• **The problem**: Identify every line in the material below that contains the word "woman", and copy each of those lines.

• **Dataset rows**:
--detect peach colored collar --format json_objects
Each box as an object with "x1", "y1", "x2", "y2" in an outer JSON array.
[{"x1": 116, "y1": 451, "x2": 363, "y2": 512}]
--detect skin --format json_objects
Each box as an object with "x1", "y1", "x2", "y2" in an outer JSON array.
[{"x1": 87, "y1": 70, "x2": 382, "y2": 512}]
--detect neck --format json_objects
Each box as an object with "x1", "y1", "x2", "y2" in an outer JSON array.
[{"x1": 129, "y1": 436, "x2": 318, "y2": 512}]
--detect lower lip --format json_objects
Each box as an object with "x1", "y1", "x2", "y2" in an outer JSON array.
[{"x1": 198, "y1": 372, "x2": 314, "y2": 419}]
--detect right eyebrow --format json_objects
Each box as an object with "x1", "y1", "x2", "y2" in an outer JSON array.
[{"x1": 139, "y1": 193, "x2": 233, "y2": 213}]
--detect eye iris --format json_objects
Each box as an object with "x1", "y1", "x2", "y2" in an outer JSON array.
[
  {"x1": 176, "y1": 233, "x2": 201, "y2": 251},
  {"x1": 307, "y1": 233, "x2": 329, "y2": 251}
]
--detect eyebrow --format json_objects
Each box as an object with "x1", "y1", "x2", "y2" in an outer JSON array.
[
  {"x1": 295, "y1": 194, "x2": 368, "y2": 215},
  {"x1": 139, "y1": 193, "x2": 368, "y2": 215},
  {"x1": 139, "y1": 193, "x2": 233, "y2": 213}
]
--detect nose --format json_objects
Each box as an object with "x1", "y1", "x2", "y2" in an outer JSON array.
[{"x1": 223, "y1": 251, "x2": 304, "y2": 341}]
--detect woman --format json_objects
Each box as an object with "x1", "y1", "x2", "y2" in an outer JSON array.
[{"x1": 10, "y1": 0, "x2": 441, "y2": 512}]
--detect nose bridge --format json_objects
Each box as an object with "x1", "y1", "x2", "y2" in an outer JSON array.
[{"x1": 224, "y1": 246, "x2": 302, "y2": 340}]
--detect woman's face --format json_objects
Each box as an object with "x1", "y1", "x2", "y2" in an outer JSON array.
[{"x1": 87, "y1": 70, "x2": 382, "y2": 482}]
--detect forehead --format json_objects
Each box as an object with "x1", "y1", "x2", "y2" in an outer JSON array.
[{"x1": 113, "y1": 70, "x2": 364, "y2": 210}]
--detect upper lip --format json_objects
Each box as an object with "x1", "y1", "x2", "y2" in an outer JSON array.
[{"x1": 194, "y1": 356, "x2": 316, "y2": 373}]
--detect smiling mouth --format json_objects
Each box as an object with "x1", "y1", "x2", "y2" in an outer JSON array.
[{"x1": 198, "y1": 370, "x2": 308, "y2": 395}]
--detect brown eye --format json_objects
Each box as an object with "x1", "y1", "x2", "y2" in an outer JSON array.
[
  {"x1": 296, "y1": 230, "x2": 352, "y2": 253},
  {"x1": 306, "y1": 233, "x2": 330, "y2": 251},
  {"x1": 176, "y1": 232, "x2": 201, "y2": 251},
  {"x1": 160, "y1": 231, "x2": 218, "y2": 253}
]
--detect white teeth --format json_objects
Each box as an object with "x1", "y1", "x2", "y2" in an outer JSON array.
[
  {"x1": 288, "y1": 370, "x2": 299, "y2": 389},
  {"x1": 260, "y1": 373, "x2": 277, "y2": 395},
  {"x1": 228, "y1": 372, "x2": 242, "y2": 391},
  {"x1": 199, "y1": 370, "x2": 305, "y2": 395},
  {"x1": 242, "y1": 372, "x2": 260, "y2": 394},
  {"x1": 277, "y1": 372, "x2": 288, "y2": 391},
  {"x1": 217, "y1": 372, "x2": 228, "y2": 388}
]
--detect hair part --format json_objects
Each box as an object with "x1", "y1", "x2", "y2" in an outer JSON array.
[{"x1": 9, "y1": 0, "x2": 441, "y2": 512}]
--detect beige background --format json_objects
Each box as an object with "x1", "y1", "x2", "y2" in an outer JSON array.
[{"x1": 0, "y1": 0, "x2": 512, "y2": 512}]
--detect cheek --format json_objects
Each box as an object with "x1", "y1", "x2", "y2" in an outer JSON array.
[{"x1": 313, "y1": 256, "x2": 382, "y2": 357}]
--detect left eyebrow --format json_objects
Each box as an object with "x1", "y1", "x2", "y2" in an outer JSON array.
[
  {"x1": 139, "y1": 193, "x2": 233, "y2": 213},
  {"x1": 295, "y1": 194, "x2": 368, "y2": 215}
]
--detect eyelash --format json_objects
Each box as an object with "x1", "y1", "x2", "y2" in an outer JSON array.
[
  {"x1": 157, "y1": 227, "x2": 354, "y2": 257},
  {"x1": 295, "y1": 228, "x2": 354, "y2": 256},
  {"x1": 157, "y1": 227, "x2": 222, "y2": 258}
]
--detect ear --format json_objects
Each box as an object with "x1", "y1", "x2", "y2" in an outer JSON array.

• **Output**:
--detect woman --format json_objects
--detect woman's face --format json_objects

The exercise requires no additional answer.